TEXT SECTION:
________
Purpose: To compare end-of-life health care costs in patients with non-small cell lung cancer (NSCLC) in Ontario, Canada, and the United States (US) Medicare program using cancer registry and administrative data.
Method: Two multidisciplinary teams collaborated to define comparable cohorts, health care services, and analyses. Patients with NSCLC who died from cancer in 2001-2005 were selected from the Ontario Cancer Registry and the US SEER cancer registry linked to Medicare claims. Inclusion criteria: survival >30 days post-diagnosis; age >65.5 at death; no lung cancer surgery within 1 year post-diagnosis (proxy for advanced stage, not recorded in Ontario data). Ontario administrative databases track service delivery. US Medicare claims are recorded in files submitted by hospitals, physicians, and other providers. Services categorized differently by Medicare than in Ontario data were re-defined for comparability. Eg., Ontario combined costs for adjoining ER visits and hospitalizations, and costed stand-alone ER visits separately. Chemotherapy drug, physician, equipment, and overhead costs are claimed separately in Medicare. Ontario distinguished physician, some expensive drugs, and all other costs. Resources that could not be costed comparatively were excluded; eg. outpatient prescription drugs, medical equipment. Examples of methods are below.
________
INFORMATION SUPPLIED:
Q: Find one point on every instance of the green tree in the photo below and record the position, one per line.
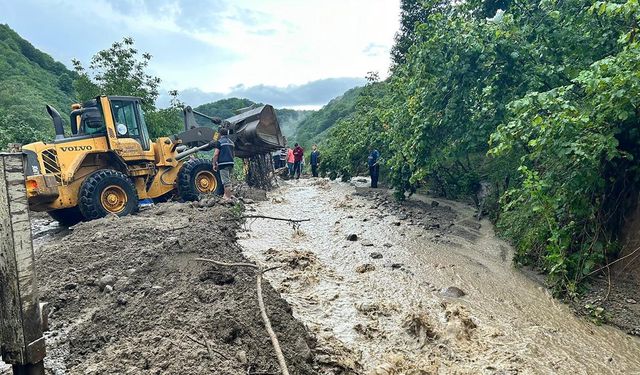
(122, 70)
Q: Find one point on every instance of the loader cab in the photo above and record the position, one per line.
(124, 112)
(129, 120)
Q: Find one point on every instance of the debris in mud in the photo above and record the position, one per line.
(367, 267)
(157, 296)
(420, 326)
(368, 330)
(453, 292)
(459, 324)
(376, 309)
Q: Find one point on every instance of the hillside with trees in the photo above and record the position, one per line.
(533, 107)
(310, 130)
(29, 79)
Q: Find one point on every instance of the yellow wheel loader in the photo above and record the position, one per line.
(108, 163)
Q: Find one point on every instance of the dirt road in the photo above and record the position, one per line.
(426, 289)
________
APPLY WHAT YOU READ:
a: In the text on lung cancer end-of-life costs, why did the study require no lung cancer surgery within one year of diagnosis? Answer in one to three sentences.
b: Write what comes next in the text on lung cancer end-of-life costs, starting after its final sentence.

YOUR WRITTEN ANSWERS:
a: The absence of lung cancer surgery within a year of diagnosis served as a proxy for advanced stage. Stage is not recorded in the Ontario data, so it could not be used directly to select comparable patients.

b:
Service | SEER-Medicare files | Ontario | |
Data | costing | ||
hospitalizations | MEDPAR | CIHI Discharge Abstract Database | resource intensity weight * cost per weighted case |
emergency room (ER) | Outpatient | National Ambulatory Care Reporting System (NACRS) | |
chemotherapy | Carrier, Outpatient | NACRS | |
expensive chemotherapy drugs | Carrier, Outpatient | New Drug Funding Program | drug costs in data |
Physician services | Carrier | Claims History Database of the Ontario Health Insurance Plan | fee-for-service claims |
Result: In the month before death, mean total costs in Ontario were $11,538 and Medicare payments were $9,556. Higher US chemotherapy payments were balanced by higher Ontario inpatient costs. Estimates exclude patient out-of-pocket costs or payments from other insurers, approximately 40% of US and 5% of Ontario total direct medical costs for these resources.
Conclusion: Cross-country comparisons require significant effort, and knowledge of reimbursement policies and databases, to define similar patients, services, and costs. Some cannot be compared. Despite challenges, such collaborations are underway and offer rich opportunities to improve estimation of international cancer costs.